# WORK REQUIRED:
Extract every line of the items below that contains the string "roof", and copy each one in full.

*** STORED ROWS ***

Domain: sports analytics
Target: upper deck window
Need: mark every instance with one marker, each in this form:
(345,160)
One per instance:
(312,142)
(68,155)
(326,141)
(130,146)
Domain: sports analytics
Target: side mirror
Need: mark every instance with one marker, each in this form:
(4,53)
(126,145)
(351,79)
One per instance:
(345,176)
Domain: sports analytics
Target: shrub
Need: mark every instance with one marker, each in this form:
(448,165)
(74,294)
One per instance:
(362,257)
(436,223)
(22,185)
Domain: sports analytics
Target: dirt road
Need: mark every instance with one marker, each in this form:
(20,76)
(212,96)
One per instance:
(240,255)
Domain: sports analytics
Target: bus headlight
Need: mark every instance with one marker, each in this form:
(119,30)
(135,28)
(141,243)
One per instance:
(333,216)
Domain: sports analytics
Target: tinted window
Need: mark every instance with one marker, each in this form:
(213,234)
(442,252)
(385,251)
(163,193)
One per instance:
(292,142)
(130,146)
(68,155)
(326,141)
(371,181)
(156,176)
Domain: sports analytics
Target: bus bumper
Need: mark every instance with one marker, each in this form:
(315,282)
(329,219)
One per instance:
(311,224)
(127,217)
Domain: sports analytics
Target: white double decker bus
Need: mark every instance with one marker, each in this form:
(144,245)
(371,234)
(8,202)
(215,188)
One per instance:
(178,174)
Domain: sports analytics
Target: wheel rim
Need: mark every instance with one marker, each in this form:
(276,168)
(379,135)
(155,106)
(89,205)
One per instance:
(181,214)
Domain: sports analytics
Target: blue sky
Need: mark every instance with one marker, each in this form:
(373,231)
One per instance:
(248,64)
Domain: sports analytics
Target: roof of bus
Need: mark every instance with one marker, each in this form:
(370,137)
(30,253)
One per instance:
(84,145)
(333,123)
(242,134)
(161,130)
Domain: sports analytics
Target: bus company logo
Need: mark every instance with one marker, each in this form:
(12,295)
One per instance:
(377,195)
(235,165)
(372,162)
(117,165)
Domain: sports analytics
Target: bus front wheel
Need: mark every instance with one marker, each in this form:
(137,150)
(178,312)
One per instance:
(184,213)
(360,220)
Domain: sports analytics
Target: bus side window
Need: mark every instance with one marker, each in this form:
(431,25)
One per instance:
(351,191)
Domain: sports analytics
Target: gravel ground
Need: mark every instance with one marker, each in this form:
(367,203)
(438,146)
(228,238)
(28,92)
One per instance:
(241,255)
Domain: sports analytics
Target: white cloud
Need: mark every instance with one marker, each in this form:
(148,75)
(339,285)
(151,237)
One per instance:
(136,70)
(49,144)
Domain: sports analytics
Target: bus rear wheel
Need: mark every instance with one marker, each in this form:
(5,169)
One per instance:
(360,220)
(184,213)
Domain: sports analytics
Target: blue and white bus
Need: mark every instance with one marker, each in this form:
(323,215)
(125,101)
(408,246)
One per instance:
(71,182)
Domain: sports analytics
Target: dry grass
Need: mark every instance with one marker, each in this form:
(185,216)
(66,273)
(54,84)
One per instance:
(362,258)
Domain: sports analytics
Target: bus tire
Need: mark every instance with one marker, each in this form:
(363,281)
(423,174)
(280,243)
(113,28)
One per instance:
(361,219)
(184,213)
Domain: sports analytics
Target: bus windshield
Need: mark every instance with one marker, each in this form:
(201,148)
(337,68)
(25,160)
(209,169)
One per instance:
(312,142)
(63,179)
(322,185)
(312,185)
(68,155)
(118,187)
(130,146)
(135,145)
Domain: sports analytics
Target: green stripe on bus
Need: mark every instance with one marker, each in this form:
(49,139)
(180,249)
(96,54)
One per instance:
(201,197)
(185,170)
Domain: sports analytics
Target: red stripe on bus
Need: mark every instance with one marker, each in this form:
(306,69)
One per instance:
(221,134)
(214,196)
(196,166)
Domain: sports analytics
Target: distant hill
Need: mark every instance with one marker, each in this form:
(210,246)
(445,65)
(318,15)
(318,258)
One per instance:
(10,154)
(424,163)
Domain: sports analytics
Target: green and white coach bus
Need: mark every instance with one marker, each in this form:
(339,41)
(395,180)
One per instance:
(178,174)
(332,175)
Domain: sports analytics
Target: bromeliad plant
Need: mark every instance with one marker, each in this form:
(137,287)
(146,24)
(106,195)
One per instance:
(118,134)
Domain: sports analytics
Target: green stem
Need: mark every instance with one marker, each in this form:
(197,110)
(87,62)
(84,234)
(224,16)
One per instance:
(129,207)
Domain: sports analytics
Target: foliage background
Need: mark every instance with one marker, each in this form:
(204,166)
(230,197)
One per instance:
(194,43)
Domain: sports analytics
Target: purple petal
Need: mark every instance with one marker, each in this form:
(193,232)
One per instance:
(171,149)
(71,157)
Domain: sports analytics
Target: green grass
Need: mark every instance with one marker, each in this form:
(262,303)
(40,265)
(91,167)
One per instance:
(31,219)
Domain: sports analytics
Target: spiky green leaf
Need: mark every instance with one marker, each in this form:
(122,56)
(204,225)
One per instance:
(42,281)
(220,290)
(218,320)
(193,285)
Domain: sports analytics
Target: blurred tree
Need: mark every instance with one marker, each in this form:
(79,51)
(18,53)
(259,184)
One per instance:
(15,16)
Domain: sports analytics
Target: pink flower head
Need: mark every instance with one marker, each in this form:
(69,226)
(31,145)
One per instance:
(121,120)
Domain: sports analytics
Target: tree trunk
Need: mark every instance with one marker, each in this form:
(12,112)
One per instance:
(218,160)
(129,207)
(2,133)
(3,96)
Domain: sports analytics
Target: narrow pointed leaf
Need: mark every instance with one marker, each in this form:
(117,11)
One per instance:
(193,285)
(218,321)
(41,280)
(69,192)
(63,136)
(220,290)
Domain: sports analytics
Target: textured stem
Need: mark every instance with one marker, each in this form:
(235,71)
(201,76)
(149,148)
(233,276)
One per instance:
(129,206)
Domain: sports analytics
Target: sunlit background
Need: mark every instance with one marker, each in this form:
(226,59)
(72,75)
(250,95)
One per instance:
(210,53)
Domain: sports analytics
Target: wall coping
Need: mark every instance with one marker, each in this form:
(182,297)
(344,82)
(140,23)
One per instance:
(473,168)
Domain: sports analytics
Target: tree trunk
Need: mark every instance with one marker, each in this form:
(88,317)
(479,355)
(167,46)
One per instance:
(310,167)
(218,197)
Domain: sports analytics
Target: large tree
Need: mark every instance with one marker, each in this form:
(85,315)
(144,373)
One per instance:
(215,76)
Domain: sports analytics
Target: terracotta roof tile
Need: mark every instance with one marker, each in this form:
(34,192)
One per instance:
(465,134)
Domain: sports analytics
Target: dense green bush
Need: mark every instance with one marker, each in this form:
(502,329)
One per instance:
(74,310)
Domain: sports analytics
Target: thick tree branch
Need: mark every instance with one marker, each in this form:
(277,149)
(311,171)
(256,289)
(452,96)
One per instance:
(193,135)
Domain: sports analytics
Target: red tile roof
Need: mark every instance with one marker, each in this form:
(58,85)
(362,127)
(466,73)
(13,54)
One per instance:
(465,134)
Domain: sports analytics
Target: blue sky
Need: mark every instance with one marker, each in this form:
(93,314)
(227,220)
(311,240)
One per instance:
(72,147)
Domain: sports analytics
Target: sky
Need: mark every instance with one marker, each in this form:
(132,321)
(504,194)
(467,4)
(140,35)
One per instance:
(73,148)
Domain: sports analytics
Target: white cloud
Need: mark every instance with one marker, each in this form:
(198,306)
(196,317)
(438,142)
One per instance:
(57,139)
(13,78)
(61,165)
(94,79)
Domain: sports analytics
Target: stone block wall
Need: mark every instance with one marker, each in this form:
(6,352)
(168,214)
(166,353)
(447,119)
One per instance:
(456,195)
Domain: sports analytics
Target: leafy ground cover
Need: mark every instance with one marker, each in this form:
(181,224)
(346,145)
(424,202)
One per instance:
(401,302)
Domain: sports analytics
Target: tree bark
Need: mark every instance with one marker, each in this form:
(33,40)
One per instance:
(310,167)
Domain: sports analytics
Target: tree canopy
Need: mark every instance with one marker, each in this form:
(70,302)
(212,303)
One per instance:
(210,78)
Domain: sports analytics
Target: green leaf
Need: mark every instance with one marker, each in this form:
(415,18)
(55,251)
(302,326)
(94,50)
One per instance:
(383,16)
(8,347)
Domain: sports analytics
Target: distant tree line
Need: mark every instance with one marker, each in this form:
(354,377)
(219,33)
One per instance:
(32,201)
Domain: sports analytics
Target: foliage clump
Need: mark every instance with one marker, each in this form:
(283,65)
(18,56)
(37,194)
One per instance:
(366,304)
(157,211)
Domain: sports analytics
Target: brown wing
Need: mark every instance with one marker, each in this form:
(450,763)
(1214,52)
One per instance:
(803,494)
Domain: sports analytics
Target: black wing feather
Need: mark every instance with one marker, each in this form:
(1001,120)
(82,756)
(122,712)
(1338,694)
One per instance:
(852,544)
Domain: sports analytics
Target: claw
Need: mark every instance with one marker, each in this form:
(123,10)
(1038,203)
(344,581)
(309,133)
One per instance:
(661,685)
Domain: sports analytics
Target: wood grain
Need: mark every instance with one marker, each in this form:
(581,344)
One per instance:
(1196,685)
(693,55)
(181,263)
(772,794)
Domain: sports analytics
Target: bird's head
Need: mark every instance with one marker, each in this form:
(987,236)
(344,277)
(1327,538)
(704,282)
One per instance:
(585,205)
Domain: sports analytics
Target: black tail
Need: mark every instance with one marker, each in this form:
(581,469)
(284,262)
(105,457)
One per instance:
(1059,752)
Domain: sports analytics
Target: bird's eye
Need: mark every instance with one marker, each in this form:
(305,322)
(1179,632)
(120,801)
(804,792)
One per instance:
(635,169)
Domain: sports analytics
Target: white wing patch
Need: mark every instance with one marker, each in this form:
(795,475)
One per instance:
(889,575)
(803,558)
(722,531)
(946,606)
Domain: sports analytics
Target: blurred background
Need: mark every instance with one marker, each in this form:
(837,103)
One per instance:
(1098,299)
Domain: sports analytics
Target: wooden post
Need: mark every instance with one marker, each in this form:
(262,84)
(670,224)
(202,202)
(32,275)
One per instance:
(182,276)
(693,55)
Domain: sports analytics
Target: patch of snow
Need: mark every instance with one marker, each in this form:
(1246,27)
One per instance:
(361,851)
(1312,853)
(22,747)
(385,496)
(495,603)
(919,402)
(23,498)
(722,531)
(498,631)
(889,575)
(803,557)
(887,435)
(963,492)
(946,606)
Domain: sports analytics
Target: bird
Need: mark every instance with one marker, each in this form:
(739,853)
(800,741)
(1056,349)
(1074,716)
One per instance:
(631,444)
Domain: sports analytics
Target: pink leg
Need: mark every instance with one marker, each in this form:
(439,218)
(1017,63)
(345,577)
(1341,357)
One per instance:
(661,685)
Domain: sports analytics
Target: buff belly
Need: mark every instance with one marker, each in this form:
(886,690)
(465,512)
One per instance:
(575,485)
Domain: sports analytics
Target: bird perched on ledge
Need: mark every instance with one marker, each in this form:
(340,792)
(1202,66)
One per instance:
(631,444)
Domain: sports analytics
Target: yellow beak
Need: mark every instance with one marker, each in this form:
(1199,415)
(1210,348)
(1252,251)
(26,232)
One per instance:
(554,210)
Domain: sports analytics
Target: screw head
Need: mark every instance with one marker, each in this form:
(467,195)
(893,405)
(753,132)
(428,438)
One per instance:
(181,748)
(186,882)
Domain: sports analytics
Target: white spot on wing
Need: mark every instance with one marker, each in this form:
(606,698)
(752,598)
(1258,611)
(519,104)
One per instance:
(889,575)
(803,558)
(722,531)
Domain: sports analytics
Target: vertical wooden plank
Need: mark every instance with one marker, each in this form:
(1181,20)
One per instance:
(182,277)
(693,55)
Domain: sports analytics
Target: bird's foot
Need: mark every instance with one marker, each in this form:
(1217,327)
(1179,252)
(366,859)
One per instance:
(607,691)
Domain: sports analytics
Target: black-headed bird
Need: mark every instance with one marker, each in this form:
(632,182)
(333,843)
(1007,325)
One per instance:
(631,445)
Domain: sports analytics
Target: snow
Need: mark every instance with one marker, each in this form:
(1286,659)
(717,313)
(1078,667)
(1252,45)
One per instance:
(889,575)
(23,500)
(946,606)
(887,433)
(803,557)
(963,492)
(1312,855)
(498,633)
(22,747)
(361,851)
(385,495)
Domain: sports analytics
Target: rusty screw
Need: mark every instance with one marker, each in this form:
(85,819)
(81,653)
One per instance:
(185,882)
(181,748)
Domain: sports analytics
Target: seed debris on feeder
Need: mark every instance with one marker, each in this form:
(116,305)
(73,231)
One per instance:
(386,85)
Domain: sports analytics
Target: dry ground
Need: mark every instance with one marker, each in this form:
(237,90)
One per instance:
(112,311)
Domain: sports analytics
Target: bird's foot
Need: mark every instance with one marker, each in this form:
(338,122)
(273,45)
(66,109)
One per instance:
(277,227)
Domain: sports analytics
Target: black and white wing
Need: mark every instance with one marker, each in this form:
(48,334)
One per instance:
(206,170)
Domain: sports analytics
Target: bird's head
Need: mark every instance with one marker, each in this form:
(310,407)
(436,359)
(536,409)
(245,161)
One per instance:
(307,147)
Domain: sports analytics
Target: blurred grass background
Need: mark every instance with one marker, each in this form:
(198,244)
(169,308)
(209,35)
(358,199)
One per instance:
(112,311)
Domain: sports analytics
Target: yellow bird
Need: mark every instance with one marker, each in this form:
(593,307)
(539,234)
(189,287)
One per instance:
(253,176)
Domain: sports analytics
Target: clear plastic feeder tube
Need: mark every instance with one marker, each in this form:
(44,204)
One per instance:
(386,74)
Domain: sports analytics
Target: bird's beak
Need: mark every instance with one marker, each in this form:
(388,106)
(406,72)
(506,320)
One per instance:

***

# WRITTEN SOLUTION:
Target: roof of bus
Target: terracotta roof tile
Target: red tile roof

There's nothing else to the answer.